Start of Supplied passage

There is a logical continuation between Paik's early performance art with the group Fluxus, and his later use of video and other technologies. In an interview in 2000, Paik referred to his use of the medium of laser since the late 1960's as having a more spiritual quality; he experienced a stroke in 1996, and said that these two things - the medium of laser and his stroke - seem to be part of a different kind of world. He concentrated on this medium from the late 1990's.

Paik worked for four decades, and had major exhibitions at the Guggenheim and Whitney Museums in New York City, the Kunsthalle Basel in Switzerland, and many other international venues. In 1974, he coined the term "information superhighway" in a study he did for the Rockefeller Foundation. For the future, although he had begun to slow down in his own work, he felt that the medium of holography and the Internet are the most promising mediums; he envisioned the Internet as a way to bring nations together, in particular the nation of China, and hoped that this union will affect the world in a positive way.

Paik spent his life seeking new, imaginative and humanistic ways of using the technologies developed during the 20th century. Some themes he explored in his work are: bringing the past and the present together; issues that arise from new technologies; the role of artists in helping us to understand the changes around us; breaking down the barriers between "high" and "low" art; bringing together art and everyday life; combining visual art and music. A site-specific (created especially for a site) installation at the University of California at San Diego, Something Pacific, consists of old TV monitors embedded in the landscape outside of the building. Also part of this piece are Buddha statues and Rodin's Thinker. Inside the lobby of the building are "living" TV's which contain interactive programs; this use of ancient and modern, and living and inanimate ("dead") was the type of pairing Paik was interested in.
He was also interested in using technology toward globalization, with satellites and the Internet. With satellites covering activity such as armed conflict, global awareness can bring enough viewer sympathy to halt these conflicts. International cultural works, with input from many nations, can also help bring the world together, showing diverse and seemingly "opposed" cultures, such as indigenous and contemporary populations; and glimpses of everyday life in cultures usually seen as very different from one another, emphasizing our commonality. We can also see commonality in various times - the union of art and technology in previous times, such as ancient Egyptian pyramids, and other Egyptian technical know-how, such as mummification and pigment-making. East and West, racial, religious and national boundaries can hopefully be overcome with these technologies.

End of Supplied passage
Start of Extracted material

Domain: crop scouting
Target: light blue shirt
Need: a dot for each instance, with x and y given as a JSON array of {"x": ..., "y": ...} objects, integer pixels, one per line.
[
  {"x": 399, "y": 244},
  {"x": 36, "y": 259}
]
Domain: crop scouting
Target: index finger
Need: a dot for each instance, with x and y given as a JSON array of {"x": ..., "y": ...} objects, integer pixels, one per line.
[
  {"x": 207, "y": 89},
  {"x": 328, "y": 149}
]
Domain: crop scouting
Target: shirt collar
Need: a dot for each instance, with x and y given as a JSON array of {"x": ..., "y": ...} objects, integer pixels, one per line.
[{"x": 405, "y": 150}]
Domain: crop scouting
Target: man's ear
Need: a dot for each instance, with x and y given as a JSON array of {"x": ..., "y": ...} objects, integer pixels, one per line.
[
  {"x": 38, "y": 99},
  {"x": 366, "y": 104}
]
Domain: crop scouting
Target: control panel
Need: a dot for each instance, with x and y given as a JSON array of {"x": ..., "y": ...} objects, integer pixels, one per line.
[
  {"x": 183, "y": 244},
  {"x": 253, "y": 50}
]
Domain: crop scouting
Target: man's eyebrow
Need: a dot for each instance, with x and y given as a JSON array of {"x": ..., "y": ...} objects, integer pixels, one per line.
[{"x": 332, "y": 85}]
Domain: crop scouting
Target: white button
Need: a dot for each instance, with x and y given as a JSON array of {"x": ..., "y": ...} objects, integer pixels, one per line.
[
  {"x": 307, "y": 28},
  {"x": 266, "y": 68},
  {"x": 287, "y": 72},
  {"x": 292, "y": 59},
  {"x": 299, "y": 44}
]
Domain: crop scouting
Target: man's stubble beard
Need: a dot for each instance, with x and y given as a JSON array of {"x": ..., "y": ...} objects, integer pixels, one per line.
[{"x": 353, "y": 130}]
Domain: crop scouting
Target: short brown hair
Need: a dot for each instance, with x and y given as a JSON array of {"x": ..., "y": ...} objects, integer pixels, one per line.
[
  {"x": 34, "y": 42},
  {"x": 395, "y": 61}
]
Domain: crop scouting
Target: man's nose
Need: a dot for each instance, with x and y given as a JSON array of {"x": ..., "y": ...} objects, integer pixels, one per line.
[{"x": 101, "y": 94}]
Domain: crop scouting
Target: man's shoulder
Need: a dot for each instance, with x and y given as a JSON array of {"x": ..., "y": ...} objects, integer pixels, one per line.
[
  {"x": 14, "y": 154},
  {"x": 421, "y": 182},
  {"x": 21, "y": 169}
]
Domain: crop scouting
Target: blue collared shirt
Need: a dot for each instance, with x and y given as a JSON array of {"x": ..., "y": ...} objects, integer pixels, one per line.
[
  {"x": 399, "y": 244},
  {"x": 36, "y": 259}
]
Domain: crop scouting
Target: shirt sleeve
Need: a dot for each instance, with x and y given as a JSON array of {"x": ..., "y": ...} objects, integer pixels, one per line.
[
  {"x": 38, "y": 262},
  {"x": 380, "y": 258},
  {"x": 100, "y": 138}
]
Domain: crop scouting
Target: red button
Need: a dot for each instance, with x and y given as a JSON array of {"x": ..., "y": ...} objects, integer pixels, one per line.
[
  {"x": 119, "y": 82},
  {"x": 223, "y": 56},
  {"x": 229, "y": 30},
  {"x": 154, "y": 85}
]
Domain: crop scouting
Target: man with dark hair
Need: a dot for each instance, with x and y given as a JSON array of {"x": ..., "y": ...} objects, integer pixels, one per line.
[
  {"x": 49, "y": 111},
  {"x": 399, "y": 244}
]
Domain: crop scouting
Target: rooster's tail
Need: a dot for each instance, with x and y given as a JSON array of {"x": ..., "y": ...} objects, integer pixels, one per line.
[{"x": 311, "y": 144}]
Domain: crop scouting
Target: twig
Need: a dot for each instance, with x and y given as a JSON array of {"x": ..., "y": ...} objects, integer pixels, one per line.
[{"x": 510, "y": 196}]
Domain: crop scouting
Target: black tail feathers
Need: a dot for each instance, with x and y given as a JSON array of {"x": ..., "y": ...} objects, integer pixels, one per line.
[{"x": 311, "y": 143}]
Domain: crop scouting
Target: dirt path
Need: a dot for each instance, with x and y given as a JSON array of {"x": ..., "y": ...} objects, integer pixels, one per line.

End of Extracted material

## Problem details:
Please return the passage on Paik word for word, starting at "Paik worked for" and ending at "a positive way.". The listing isn't needed.

## Answer for this exercise:
Paik worked for four decades, and had major exhibitions at the Guggenheim and Whitney Museums in New York City, the Kunsthalle Basel in Switzerland, and many other international venues. In 1974, he coined the term "information superhighway" in a study he did for the Rockefeller Foundation. For the future, although he had begun to slow down in his own work, he felt that the medium of holography and the Internet are the most promising mediums; he envisioned the Internet as a way to bring nations together, in particular the nation of China, and hoped that this union will affect the world in a positive way.